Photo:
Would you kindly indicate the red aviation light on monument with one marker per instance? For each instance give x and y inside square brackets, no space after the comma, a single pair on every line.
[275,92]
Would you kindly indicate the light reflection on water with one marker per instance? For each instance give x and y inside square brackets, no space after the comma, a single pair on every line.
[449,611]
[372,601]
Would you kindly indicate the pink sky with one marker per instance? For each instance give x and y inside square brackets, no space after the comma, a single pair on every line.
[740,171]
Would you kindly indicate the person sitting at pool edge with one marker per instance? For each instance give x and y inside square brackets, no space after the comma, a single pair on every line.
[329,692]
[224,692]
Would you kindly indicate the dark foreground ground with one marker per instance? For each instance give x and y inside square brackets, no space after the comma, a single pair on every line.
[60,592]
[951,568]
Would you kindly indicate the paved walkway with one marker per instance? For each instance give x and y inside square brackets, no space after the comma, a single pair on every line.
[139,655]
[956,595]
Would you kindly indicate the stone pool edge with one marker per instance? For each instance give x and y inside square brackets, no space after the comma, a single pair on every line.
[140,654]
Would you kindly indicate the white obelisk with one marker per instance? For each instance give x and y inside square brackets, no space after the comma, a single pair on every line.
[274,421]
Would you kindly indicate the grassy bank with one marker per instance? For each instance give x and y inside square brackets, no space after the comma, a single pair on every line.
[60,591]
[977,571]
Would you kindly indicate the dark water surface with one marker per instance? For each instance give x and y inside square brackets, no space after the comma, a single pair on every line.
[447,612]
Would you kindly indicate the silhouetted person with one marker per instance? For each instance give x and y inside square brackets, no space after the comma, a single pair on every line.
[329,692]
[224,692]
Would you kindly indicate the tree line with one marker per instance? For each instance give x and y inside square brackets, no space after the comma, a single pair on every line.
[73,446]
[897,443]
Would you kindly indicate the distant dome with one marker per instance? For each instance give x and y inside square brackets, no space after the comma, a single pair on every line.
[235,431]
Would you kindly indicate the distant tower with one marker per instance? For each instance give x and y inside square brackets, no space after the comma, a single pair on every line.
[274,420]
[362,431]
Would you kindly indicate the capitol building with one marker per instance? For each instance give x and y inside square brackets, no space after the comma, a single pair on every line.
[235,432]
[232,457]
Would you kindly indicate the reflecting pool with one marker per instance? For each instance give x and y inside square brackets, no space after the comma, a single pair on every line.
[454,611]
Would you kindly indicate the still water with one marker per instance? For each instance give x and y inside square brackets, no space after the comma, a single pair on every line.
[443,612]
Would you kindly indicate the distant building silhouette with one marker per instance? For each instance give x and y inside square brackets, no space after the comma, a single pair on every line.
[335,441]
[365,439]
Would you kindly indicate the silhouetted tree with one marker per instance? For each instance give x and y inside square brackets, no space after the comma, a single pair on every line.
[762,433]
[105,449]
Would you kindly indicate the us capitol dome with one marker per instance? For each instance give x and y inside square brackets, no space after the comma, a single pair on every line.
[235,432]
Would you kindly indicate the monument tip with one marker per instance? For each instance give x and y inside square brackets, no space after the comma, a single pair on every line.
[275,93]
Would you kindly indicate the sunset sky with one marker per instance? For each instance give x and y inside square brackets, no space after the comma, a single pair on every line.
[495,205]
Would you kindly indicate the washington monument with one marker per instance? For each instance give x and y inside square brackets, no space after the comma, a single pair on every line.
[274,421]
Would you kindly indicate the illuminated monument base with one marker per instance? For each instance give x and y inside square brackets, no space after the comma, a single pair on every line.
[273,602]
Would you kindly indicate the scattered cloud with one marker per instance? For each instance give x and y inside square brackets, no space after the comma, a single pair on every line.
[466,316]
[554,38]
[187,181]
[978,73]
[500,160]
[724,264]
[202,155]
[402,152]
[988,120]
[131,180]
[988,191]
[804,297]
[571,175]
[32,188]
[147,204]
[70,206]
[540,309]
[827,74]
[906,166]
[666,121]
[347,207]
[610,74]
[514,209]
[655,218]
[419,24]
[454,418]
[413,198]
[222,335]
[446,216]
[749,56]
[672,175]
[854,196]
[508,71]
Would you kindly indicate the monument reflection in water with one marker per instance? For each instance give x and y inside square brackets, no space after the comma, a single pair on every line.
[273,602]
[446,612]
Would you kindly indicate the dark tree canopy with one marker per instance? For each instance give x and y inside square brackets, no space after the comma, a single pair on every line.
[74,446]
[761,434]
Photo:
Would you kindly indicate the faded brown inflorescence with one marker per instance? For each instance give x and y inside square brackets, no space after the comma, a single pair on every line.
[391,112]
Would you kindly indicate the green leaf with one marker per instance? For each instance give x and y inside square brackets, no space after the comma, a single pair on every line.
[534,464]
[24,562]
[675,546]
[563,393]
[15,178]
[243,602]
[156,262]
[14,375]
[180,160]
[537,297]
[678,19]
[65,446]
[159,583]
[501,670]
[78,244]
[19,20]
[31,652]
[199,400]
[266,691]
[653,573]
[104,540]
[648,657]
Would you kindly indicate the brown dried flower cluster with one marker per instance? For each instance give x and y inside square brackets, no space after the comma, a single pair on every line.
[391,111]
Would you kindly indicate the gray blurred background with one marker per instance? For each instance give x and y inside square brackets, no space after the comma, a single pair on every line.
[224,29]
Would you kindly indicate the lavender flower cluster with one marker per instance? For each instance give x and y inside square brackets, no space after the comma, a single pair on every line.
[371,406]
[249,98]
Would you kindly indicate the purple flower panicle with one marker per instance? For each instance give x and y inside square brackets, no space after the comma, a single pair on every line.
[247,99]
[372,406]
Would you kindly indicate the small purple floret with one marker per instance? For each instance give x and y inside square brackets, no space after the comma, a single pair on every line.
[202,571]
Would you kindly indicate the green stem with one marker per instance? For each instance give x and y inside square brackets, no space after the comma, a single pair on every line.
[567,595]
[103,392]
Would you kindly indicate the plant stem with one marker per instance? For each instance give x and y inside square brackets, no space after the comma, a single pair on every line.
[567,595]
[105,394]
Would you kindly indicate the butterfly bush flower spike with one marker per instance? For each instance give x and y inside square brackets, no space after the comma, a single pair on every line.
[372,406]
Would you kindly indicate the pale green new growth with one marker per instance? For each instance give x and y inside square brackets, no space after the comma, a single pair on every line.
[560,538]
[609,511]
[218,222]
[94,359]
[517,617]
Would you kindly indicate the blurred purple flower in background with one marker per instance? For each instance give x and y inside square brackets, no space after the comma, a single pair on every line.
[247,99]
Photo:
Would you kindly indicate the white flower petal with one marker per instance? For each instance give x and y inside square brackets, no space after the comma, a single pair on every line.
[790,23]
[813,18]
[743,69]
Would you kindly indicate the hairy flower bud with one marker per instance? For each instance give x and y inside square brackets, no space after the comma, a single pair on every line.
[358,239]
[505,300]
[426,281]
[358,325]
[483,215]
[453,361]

-*-

Goal of the exercise
The lines above should be duplicated exactly.

Expected answer
Photo:
Would you kindly indicate the red aviation light on monument with one marker per instance? For each instance give x and y inside square brackets, no space after the comma, a single pair on every line.
[275,92]
Would you kindly indicate the light reflection on water with one marker per instance? For each instance give x and y inside square brackets, no space after the comma, a single pair on every line.
[449,611]
[372,601]
Would you kindly indicate the pink sky with one marker per instance? For each instance give x and y inside square brackets, no space after the comma, a single pair on every line.
[740,171]
Would you kindly indicate the person sitting at pool edge with one marker per instance? For each instance give x and y inside square brackets, no space after the comma, a single pair on every line.
[329,692]
[224,692]
Would you kindly indicate the dark foreground ground with one marker per instance? For each instance give x and y inside square brackets, no space after the comma, a single pair on every line.
[60,592]
[951,568]
Would you kindly indicate the paved walkway with one marker per instance? For each instance give x and y inside square brackets, no space after the comma, a single pair on every line.
[139,655]
[956,595]
Would you kindly indicate the stone pool edge with one marker per instance? For each instance give x and y inside square brackets, no space after the comma, a single pair on every line.
[140,654]
Would you kindly indicate the white obelisk with one marker per instance? For each instance give x and y inside square brackets, no space after the comma, a single pair on every line.
[274,421]
Would you kindly indicate the grassy bank with one marker per instance? For each instance give x and y inside square brackets, no space after the comma, a single pair on every line.
[60,591]
[977,571]
Would you kindly indicate the dark water surface with one marker per instance? For each instance give x and y inside square brackets, no space after the comma, a single pair on every line.
[447,612]
Would you kindly indicate the silhouetted person with one marker per instance? For each instance give x and y inside square brackets, no space after the comma, a single pair on every line.
[329,692]
[224,692]
Would you kindly indicate the tree line with one marker per instance? For each instance give x and y inside square brackets, no space after the comma, a single pair on every line.
[73,446]
[897,443]
Would you kindly indicate the distant dome with one marker per instance? For each instance give x and y inside square brackets, no space after the comma, a single pair on every line.
[235,431]
Would you kindly indicate the distant tower with one marker per instance? For each instance give x and y inside square brackets, no space after the comma, a single pair on every line.
[274,420]
[362,431]
Would you kindly indicate the capitol building with one marker per instance? For each instance give x and y inside square brackets, no space after the comma, a single pair on every line.
[235,432]
[232,457]
Would you kindly indicate the reflecting pool with one marker per instance? For each instance give x and y inside square brackets, no space after the comma, a single pair on every line.
[454,611]
Would you kindly indicate the still water with one marker per instance? For each instance give x and y inside square brackets, no space after the comma, a single pair on every line.
[443,612]
Would you kindly indicate the distant building silhouette with one marker per instance? For each instance give x and y inside square brackets, no space after the comma, a single pair on every line.
[335,441]
[365,439]
Would you kindly indicate the silhouetted tree with one marker per instance? For each instance give x and y inside square brackets, no space after the comma, a single pair on every line.
[762,433]
[105,449]
Would you kindly indicate the us capitol dome with one marker per instance? For each instance give x and y inside square brackets, no space after the comma, a single pair on every line.
[235,432]
Would you kindly indicate the monument tip with one marker per instance? For each instance give x and y inside square brackets, no space after the comma, a single pair on every line.
[275,93]
Would you kindly indicate the sunset sky with one marker per instance? For each instance give x and y inside square brackets, no space after the comma, a single pair on every line.
[495,205]
Would you kindly indicate the washington monument with one marker per instance? For each instance give x and y inside square brackets, no space after the comma, a single pair on every line.
[274,421]
Would you kindly indicate the illuminated monument base with one marker per instance? For each instance give x and y inside square brackets, no space after the comma, a single pair on every line.
[273,602]
Would you kindly indicate the scattered cloud with one marker per instance? For each instance give x and y inside square brackets, no space after the comma, a single pair on every line.
[466,316]
[554,38]
[187,181]
[978,73]
[500,160]
[724,264]
[202,155]
[402,152]
[988,120]
[131,180]
[988,191]
[804,297]
[571,175]
[32,188]
[147,204]
[70,206]
[540,309]
[827,74]
[906,166]
[666,121]
[347,207]
[610,74]
[514,209]
[655,218]
[419,24]
[454,418]
[413,198]
[222,335]
[446,216]
[749,56]
[672,175]
[854,196]
[508,71]
Would you kindly indicate the monument reflection in water with one marker per instance? For each instance give x and y inside square brackets, no space after the comma, a single pair on every line.
[273,602]
[446,612]
Would you kindly indicate the dark tree canopy with one marker per instance? For each instance give x and y inside square brackets, no space after the comma, a single pair on every line.
[74,446]
[761,434]
Photo:
Would you kindly indicate the faded brown inflorescence with one marker per instance? For each instance give x and y inside square brackets, no space after the comma, a single pair on every line.
[391,112]
Would you kindly indicate the green leaf with one marker per instance? For each instance give x and y inside square brackets, no space after the comma, a single pair on every line.
[534,464]
[24,562]
[675,546]
[563,393]
[15,178]
[243,602]
[156,262]
[14,375]
[180,160]
[537,297]
[678,19]
[65,446]
[159,583]
[501,670]
[78,244]
[19,20]
[31,652]
[199,400]
[266,691]
[653,573]
[104,540]
[648,657]
Would you kindly indicate the brown dried flower cluster with one marker per instance? For each instance give x and y inside square brackets, no space after the comma, a single pair on every line.
[391,111]
Would you kindly indicate the gray blurred background with one marker per instance? For each instance give x and y inside square brackets, no space after the comma, a single pair on every line.
[224,29]
Would you kindly indicate the lavender flower cluster with one marker per instance? For each instance give x and y inside square brackets, no space after the comma, a single pair on every line.
[371,406]
[249,98]
Would you kindly indicate the purple flower panicle with one marker per instance? For each instance give x and y inside square brackets, no space after the comma, a single pair on every line.
[247,99]
[372,406]
Would you kindly indicate the small purple floret with one marker per instance? For each instance give x and y inside square brackets, no space after the comma, a single pair on every line.
[202,571]
Would you kindly indicate the green stem with one marker per instance? For each instance give x and y inside square brackets, no space after the comma, a single pair on every line.
[567,595]
[103,392]
Would you kindly indicate the plant stem with one marker per instance? For each instance give x and y inside square brackets, no space after the comma, a single pair on every line.
[567,595]
[105,394]
Would you kindly indicate the butterfly bush flower spike with one marker per instance? For each instance give x and y inside square brackets, no space after the comma, a single pair on every line.
[372,406]
Would you kindly indicate the pale green new growth with one marker per instance? For each instance give x and y inside square brackets, no space after the comma, a single pair on every line.
[560,538]
[609,511]
[218,222]
[94,359]
[517,617]
Would you kindly indicate the blurred purple flower in background with one marker per instance? For each instance give x and y inside square brackets, no space after the comma, a single pair on every line.
[247,99]
Photo:
Would you kindly indicate the white flower petal with one marker per instance? For each instance give x and y inside square brackets, no space after the comma, a single pair on every line.
[790,23]
[813,18]
[743,69]
Would you kindly indicate the hairy flower bud with one marker per instance? For each instance give x and y inside square brackets, no space after the comma, a single pair on every line.
[358,239]
[505,300]
[426,281]
[358,325]
[483,215]
[453,361]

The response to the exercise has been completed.